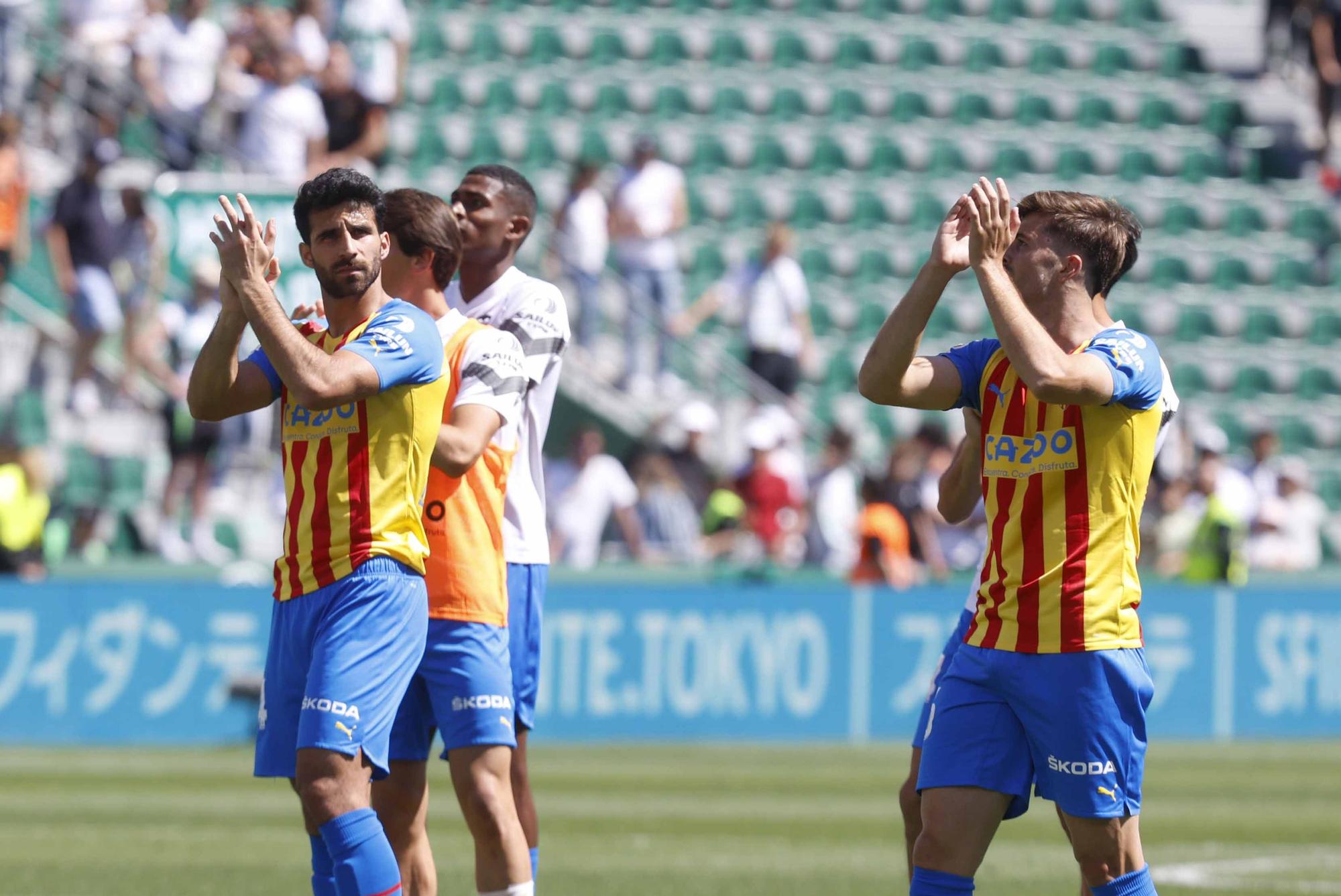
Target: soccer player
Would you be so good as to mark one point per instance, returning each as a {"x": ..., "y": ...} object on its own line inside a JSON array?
[
  {"x": 495, "y": 208},
  {"x": 465, "y": 683},
  {"x": 360, "y": 412},
  {"x": 1051, "y": 683},
  {"x": 959, "y": 491}
]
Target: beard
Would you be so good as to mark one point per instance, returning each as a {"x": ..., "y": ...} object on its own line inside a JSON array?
[{"x": 340, "y": 286}]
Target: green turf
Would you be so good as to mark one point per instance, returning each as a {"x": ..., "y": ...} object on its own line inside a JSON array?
[{"x": 663, "y": 821}]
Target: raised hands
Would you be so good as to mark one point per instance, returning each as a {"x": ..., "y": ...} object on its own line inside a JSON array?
[
  {"x": 993, "y": 222},
  {"x": 246, "y": 250}
]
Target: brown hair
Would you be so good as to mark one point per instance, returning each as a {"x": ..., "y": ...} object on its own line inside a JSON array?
[
  {"x": 424, "y": 223},
  {"x": 1102, "y": 231}
]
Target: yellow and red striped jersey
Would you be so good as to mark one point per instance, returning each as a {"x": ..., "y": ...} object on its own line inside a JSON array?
[
  {"x": 463, "y": 517},
  {"x": 356, "y": 475},
  {"x": 1064, "y": 487}
]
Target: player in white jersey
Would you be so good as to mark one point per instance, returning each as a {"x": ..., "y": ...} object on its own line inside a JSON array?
[
  {"x": 495, "y": 208},
  {"x": 959, "y": 493}
]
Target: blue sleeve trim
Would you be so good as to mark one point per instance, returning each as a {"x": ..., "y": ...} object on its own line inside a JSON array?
[
  {"x": 262, "y": 361},
  {"x": 1135, "y": 363}
]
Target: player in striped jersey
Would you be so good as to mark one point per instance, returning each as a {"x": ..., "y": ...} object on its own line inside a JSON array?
[
  {"x": 959, "y": 494},
  {"x": 463, "y": 687},
  {"x": 1051, "y": 684},
  {"x": 360, "y": 411},
  {"x": 495, "y": 208}
]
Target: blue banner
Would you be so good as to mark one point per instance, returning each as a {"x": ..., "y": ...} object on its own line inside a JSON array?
[{"x": 159, "y": 661}]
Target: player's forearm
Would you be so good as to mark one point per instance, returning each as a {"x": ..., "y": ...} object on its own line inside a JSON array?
[
  {"x": 215, "y": 372},
  {"x": 961, "y": 485},
  {"x": 891, "y": 356},
  {"x": 306, "y": 371}
]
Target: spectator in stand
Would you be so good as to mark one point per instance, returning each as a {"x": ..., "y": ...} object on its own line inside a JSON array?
[
  {"x": 883, "y": 541},
  {"x": 15, "y": 57},
  {"x": 357, "y": 128},
  {"x": 308, "y": 37},
  {"x": 139, "y": 269},
  {"x": 14, "y": 199},
  {"x": 82, "y": 247},
  {"x": 377, "y": 34},
  {"x": 668, "y": 518},
  {"x": 1288, "y": 534},
  {"x": 650, "y": 207},
  {"x": 581, "y": 243},
  {"x": 773, "y": 510},
  {"x": 774, "y": 301},
  {"x": 698, "y": 422},
  {"x": 178, "y": 61},
  {"x": 285, "y": 128},
  {"x": 584, "y": 494},
  {"x": 836, "y": 505},
  {"x": 168, "y": 350}
]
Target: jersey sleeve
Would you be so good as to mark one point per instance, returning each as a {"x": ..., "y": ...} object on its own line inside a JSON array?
[
  {"x": 403, "y": 345},
  {"x": 262, "y": 361},
  {"x": 541, "y": 326},
  {"x": 972, "y": 360},
  {"x": 493, "y": 375},
  {"x": 1135, "y": 364}
]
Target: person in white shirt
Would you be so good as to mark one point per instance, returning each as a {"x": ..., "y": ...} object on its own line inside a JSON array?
[
  {"x": 581, "y": 243},
  {"x": 774, "y": 302},
  {"x": 650, "y": 207},
  {"x": 495, "y": 208},
  {"x": 285, "y": 127},
  {"x": 377, "y": 34},
  {"x": 178, "y": 58},
  {"x": 585, "y": 494}
]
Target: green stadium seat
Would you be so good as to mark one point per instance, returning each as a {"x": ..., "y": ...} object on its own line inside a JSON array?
[
  {"x": 789, "y": 50},
  {"x": 808, "y": 211},
  {"x": 918, "y": 54},
  {"x": 868, "y": 212},
  {"x": 854, "y": 53},
  {"x": 769, "y": 155},
  {"x": 829, "y": 156},
  {"x": 668, "y": 49},
  {"x": 727, "y": 50},
  {"x": 671, "y": 101},
  {"x": 730, "y": 103},
  {"x": 1095, "y": 112},
  {"x": 972, "y": 109},
  {"x": 1047, "y": 60},
  {"x": 1033, "y": 111},
  {"x": 887, "y": 157},
  {"x": 847, "y": 105},
  {"x": 984, "y": 57},
  {"x": 788, "y": 105},
  {"x": 546, "y": 46}
]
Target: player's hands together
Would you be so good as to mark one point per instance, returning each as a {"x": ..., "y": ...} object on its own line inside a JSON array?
[
  {"x": 950, "y": 249},
  {"x": 246, "y": 250},
  {"x": 994, "y": 222}
]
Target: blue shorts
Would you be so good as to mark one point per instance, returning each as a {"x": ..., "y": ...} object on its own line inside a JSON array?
[
  {"x": 339, "y": 664},
  {"x": 1073, "y": 723},
  {"x": 953, "y": 644},
  {"x": 525, "y": 606},
  {"x": 463, "y": 687}
]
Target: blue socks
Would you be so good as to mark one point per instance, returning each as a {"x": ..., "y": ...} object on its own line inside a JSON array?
[
  {"x": 1138, "y": 883},
  {"x": 324, "y": 872},
  {"x": 364, "y": 861},
  {"x": 939, "y": 883}
]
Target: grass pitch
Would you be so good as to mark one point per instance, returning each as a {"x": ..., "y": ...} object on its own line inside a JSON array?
[{"x": 662, "y": 820}]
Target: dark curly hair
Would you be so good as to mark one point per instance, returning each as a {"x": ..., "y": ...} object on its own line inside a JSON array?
[{"x": 337, "y": 187}]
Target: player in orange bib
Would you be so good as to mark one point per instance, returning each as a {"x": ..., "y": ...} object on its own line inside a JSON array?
[
  {"x": 463, "y": 687},
  {"x": 1051, "y": 686}
]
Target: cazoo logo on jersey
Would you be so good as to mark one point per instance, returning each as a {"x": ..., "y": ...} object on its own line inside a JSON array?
[{"x": 335, "y": 707}]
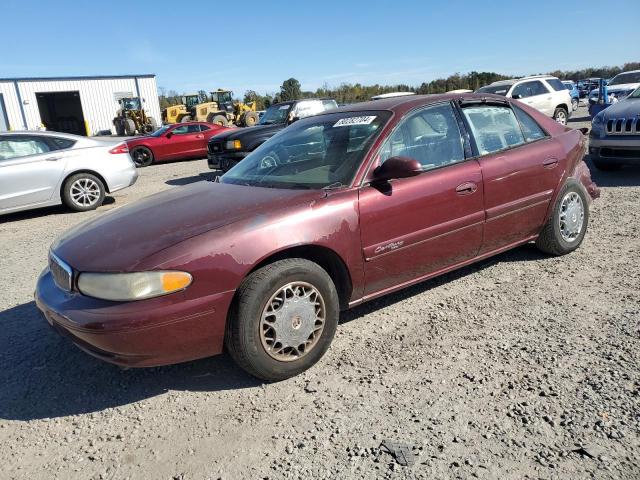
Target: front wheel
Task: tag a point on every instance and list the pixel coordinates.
(561, 115)
(283, 319)
(83, 192)
(565, 230)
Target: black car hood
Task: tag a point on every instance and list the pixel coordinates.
(249, 132)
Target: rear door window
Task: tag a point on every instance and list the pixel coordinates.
(530, 128)
(22, 146)
(493, 128)
(430, 136)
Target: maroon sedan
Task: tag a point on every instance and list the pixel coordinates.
(173, 142)
(337, 209)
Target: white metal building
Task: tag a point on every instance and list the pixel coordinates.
(80, 105)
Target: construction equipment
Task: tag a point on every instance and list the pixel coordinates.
(131, 118)
(183, 112)
(221, 110)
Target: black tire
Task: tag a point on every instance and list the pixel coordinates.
(606, 166)
(551, 239)
(217, 119)
(70, 192)
(129, 127)
(142, 156)
(561, 115)
(250, 119)
(243, 338)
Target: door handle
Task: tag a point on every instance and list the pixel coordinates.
(466, 188)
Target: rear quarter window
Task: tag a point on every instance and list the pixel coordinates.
(556, 84)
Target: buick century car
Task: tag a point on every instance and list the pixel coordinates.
(335, 210)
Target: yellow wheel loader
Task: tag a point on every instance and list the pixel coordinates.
----------
> What the task requires:
Omit every picture while printing the data word for word.

> Worked solution:
Target: soccer player
Would you be so good as to mark one point per instance, returning each as a {"x": ..., "y": ...} object on its own line inside a JSON array?
[
  {"x": 495, "y": 208},
  {"x": 465, "y": 683},
  {"x": 360, "y": 412},
  {"x": 1051, "y": 683},
  {"x": 959, "y": 491}
]
Target: beard
Would you be so good as to mark one point per instance, returning each as a {"x": ..., "y": ...} object on its own line inside a JSON array?
[{"x": 340, "y": 286}]
Target: green turf
Would you be so good as to mark one point per instance, returning each as a {"x": ..., "y": ...} object on its own line inside a JSON array?
[{"x": 663, "y": 821}]
Target: raised hands
Would you be so good as to mark one point per instance, returning each as a {"x": ..., "y": ...} object on its own line inside a JSON array?
[
  {"x": 993, "y": 222},
  {"x": 246, "y": 250}
]
Target: brown hair
Would you be so good as to mark one point per instance, returning each as a {"x": ..., "y": ...} object on its own line inside a JSON array?
[
  {"x": 424, "y": 223},
  {"x": 1102, "y": 231}
]
Target: yellow and red striped jersey
Would you be so good as to mark one point per instance, returning each as a {"x": ..., "y": ...} object on its own line inside a JSON array?
[
  {"x": 463, "y": 517},
  {"x": 356, "y": 475},
  {"x": 1064, "y": 487}
]
Target: player in white jersey
Would you be so good as to mark one point per instance, returning each as a {"x": ..., "y": ...} object on its own line inside a JSON array?
[
  {"x": 495, "y": 208},
  {"x": 959, "y": 493}
]
Target: blue sleeve trim
Would you be so good as to mark one point per instance, returning each as a {"x": ..., "y": ...} object on its own line inside a JSON array?
[
  {"x": 262, "y": 361},
  {"x": 1135, "y": 363}
]
Target: player in striped jersey
Would you be so good as to mark one point per instance, returning each as a {"x": ..., "y": ...} object on its own line inside a JSON array?
[
  {"x": 959, "y": 494},
  {"x": 463, "y": 687},
  {"x": 1051, "y": 684},
  {"x": 360, "y": 411},
  {"x": 495, "y": 208}
]
Target: blue banner
Would you be so good as to mark one point per instance, returning each as a {"x": ..., "y": ...} object on its own line inside a JSON array?
[{"x": 159, "y": 661}]
Target: player's forearm
Would you be so good as to mark one point per instance, returning each as a {"x": ..., "y": ...} object on its own line inside a JSON array?
[
  {"x": 215, "y": 372},
  {"x": 961, "y": 485},
  {"x": 891, "y": 356},
  {"x": 306, "y": 371}
]
Target: spectator in stand
Would you be so good as to mark one point per instance, returning each as a {"x": ..., "y": ...} object on its own line inside a JSON array?
[
  {"x": 883, "y": 541},
  {"x": 15, "y": 57},
  {"x": 357, "y": 128},
  {"x": 308, "y": 37},
  {"x": 139, "y": 269},
  {"x": 14, "y": 199},
  {"x": 82, "y": 247},
  {"x": 377, "y": 34},
  {"x": 668, "y": 518},
  {"x": 1288, "y": 534},
  {"x": 650, "y": 207},
  {"x": 581, "y": 243},
  {"x": 773, "y": 510},
  {"x": 774, "y": 301},
  {"x": 698, "y": 422},
  {"x": 178, "y": 61},
  {"x": 285, "y": 128},
  {"x": 584, "y": 494},
  {"x": 836, "y": 505},
  {"x": 168, "y": 350}
]
Target: jersey sleeve
Would you be so good as to mark one point per instance, returning each as a {"x": ..., "y": ...} object on its own line inside a JSON array?
[
  {"x": 403, "y": 345},
  {"x": 262, "y": 361},
  {"x": 541, "y": 326},
  {"x": 972, "y": 360},
  {"x": 493, "y": 375},
  {"x": 1135, "y": 364}
]
Target: person in white shirt
Would you be so good as to mark one point per instance, returning each as a {"x": ..., "y": ...} object on its own line inside a JSON array?
[
  {"x": 581, "y": 243},
  {"x": 774, "y": 302},
  {"x": 650, "y": 207},
  {"x": 495, "y": 208},
  {"x": 285, "y": 127},
  {"x": 377, "y": 34},
  {"x": 178, "y": 58},
  {"x": 585, "y": 494}
]
Target: green stadium seat
Would you be so good as to mark one point per instance, returning each as a {"x": ..., "y": ...} object on its own line inside a JSON array?
[
  {"x": 789, "y": 50},
  {"x": 808, "y": 211},
  {"x": 918, "y": 54},
  {"x": 868, "y": 212},
  {"x": 854, "y": 53},
  {"x": 769, "y": 155},
  {"x": 829, "y": 156},
  {"x": 668, "y": 49},
  {"x": 727, "y": 50},
  {"x": 671, "y": 101},
  {"x": 730, "y": 103},
  {"x": 1095, "y": 112},
  {"x": 972, "y": 109},
  {"x": 1047, "y": 60},
  {"x": 1033, "y": 111},
  {"x": 887, "y": 157},
  {"x": 847, "y": 105},
  {"x": 984, "y": 57},
  {"x": 788, "y": 105},
  {"x": 546, "y": 46}
]
Target: player's hands together
Would you be so good as to mark one point per instance, returning each as a {"x": ..., "y": ...} object on its own line inside a JSON array?
[
  {"x": 950, "y": 249},
  {"x": 246, "y": 250},
  {"x": 994, "y": 222}
]
Target: blue shorts
Would you be so good as to mark one point per instance, returning each as a {"x": ..., "y": ...} object on its own line inside a JSON array?
[
  {"x": 339, "y": 664},
  {"x": 1073, "y": 723},
  {"x": 953, "y": 644},
  {"x": 525, "y": 606},
  {"x": 463, "y": 687}
]
Target: blue socks
Would you be so good as to mark one point per instance, returning each as a {"x": ..., "y": ...} object on its own line inside a JSON array?
[
  {"x": 1138, "y": 883},
  {"x": 324, "y": 872},
  {"x": 364, "y": 861},
  {"x": 939, "y": 883}
]
Target: grass pitch
Would you be so good as to mark one point per instance, returning each as a {"x": ..., "y": ...} object on its own line inside a JSON array?
[{"x": 662, "y": 820}]
Target: dark curly hair
Would you be so good as to mark one point per instance, returning each as a {"x": ..., "y": ...} object on its own line inside a JSON array?
[{"x": 337, "y": 187}]
Target: player in orange bib
Would you be so good as to mark one point per instance, returning each as a {"x": ..., "y": ...} object on its own line inside a JSON array?
[
  {"x": 463, "y": 687},
  {"x": 1051, "y": 686}
]
Target: cazoo logo on jersey
Would you be so good as to mark one point per instance, returning each as a {"x": ..., "y": ...} object on its own line inside a JSON array?
[{"x": 335, "y": 707}]
Target: front wheel
Task: tag a point on every instance and list the pixel coordinates.
(561, 115)
(283, 319)
(83, 192)
(565, 230)
Target: black car hood
Task: tag a point on every instance and list the pixel coordinates.
(249, 132)
Target: rear door window
Task: tag a point on every instance and list the pixel coordinates.
(530, 128)
(22, 146)
(493, 128)
(430, 136)
Target: maroon sedan
Task: tag a point on every instance and list the pixel coordinates.
(173, 142)
(337, 209)
Target: white metal building
Task: tag a point on every instance and list the pixel coordinates.
(80, 105)
Target: construction equipment
Task: tag a point on every instance and list the pixel coordinates.
(131, 118)
(183, 112)
(221, 110)
Target: black tire
Task: tag a point on every instance and list the pixel coordinates.
(606, 166)
(551, 239)
(217, 119)
(70, 192)
(129, 127)
(142, 156)
(561, 115)
(250, 119)
(243, 338)
Target: door handle
Task: tag a point on every instance and list the pixel coordinates.
(466, 188)
Target: rear quarter window
Task: tag a point on every instance and list the pixel coordinates.
(556, 84)
Target: buick century car
Task: tag a point on every instance and list the pixel coordinates.
(335, 210)
Target: yellow wheel loader
Task: tag a point on every instance and list the pixel coordinates.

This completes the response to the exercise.